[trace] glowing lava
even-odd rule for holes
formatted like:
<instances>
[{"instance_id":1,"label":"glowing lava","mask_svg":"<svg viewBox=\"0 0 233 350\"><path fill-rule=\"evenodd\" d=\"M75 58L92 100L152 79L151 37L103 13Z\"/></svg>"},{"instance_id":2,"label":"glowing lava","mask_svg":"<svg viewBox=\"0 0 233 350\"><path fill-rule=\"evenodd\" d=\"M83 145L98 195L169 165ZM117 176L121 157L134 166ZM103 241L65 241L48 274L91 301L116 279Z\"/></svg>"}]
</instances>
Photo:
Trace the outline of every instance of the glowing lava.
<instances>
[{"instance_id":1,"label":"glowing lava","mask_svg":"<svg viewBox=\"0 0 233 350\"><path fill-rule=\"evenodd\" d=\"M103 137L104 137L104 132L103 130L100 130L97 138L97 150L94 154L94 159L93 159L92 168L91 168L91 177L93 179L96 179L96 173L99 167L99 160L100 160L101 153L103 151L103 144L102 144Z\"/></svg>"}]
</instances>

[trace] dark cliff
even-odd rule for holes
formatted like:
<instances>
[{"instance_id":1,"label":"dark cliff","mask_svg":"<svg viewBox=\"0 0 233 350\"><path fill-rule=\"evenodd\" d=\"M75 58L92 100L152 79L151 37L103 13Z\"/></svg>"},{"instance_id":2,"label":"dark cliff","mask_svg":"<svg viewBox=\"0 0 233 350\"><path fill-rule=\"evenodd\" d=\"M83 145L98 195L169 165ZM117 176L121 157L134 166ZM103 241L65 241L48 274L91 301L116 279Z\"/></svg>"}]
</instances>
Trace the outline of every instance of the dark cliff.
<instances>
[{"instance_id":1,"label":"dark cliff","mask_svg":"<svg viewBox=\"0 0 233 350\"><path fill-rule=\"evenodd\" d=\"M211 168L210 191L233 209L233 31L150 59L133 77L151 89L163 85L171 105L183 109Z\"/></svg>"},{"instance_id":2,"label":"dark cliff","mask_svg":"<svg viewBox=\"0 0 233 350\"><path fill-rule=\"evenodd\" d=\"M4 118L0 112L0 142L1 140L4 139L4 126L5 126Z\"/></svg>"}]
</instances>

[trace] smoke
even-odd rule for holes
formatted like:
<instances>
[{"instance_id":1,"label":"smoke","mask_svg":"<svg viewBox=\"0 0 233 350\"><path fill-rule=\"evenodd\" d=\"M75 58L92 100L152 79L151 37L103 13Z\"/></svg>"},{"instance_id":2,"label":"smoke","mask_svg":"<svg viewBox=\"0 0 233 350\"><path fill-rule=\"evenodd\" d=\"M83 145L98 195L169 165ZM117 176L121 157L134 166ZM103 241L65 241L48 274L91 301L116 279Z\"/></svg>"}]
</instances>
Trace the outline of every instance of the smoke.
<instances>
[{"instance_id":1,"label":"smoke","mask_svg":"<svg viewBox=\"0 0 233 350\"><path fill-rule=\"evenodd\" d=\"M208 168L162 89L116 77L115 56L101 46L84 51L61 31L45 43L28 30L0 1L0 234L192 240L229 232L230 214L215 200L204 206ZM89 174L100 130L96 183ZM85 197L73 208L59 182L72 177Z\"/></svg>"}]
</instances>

◆ **About this exercise**
Transcribe every record above word for word.

◆ **Solved problem**
[trace] glowing lava
even-odd rule for holes
formatted like:
<instances>
[{"instance_id":1,"label":"glowing lava","mask_svg":"<svg viewBox=\"0 0 233 350\"><path fill-rule=\"evenodd\" d=\"M75 58L92 100L152 79L151 37L103 13Z\"/></svg>"},{"instance_id":2,"label":"glowing lava","mask_svg":"<svg viewBox=\"0 0 233 350\"><path fill-rule=\"evenodd\" d=\"M83 145L98 195L169 165ZM117 176L121 157L134 166ZM103 241L65 241L48 274L91 301L116 279Z\"/></svg>"}]
</instances>
Photo:
Trace the outline of every instance of the glowing lava.
<instances>
[{"instance_id":1,"label":"glowing lava","mask_svg":"<svg viewBox=\"0 0 233 350\"><path fill-rule=\"evenodd\" d=\"M103 137L104 137L104 132L103 130L100 130L97 138L97 150L94 154L94 159L93 159L92 168L91 168L91 177L93 179L96 179L96 173L99 167L99 160L100 160L101 153L103 151L103 144L102 144Z\"/></svg>"}]
</instances>

[trace] dark cliff
even-odd rule for holes
formatted like:
<instances>
[{"instance_id":1,"label":"dark cliff","mask_svg":"<svg viewBox=\"0 0 233 350\"><path fill-rule=\"evenodd\" d=\"M75 58L92 100L152 79L151 37L103 13Z\"/></svg>"},{"instance_id":2,"label":"dark cliff","mask_svg":"<svg viewBox=\"0 0 233 350\"><path fill-rule=\"evenodd\" d=\"M83 145L98 195L169 165ZM117 176L121 157L134 166ZM103 241L65 241L48 274L91 301L116 279Z\"/></svg>"}]
</instances>
Trace the outline of every instance of the dark cliff.
<instances>
[{"instance_id":1,"label":"dark cliff","mask_svg":"<svg viewBox=\"0 0 233 350\"><path fill-rule=\"evenodd\" d=\"M211 168L210 191L233 209L233 31L150 59L133 77L151 89L163 85L171 105L183 109Z\"/></svg>"},{"instance_id":2,"label":"dark cliff","mask_svg":"<svg viewBox=\"0 0 233 350\"><path fill-rule=\"evenodd\" d=\"M4 118L0 112L0 142L1 140L4 139L4 126L5 126Z\"/></svg>"}]
</instances>

[trace] smoke
even-odd rule for holes
formatted like:
<instances>
[{"instance_id":1,"label":"smoke","mask_svg":"<svg viewBox=\"0 0 233 350\"><path fill-rule=\"evenodd\" d=\"M75 58L92 100L152 79L151 37L103 13Z\"/></svg>"},{"instance_id":2,"label":"smoke","mask_svg":"<svg viewBox=\"0 0 233 350\"><path fill-rule=\"evenodd\" d=\"M83 145L98 195L169 165ZM117 176L121 157L134 166ZM103 241L65 241L48 274L91 301L116 279Z\"/></svg>"}]
</instances>
Trace the outline of every instance of the smoke.
<instances>
[{"instance_id":1,"label":"smoke","mask_svg":"<svg viewBox=\"0 0 233 350\"><path fill-rule=\"evenodd\" d=\"M208 168L162 89L116 77L115 56L101 46L84 51L61 31L45 43L28 30L0 1L0 234L192 240L229 232L230 214L215 200L204 206ZM89 174L100 130L96 183ZM85 197L73 208L59 182L72 177Z\"/></svg>"}]
</instances>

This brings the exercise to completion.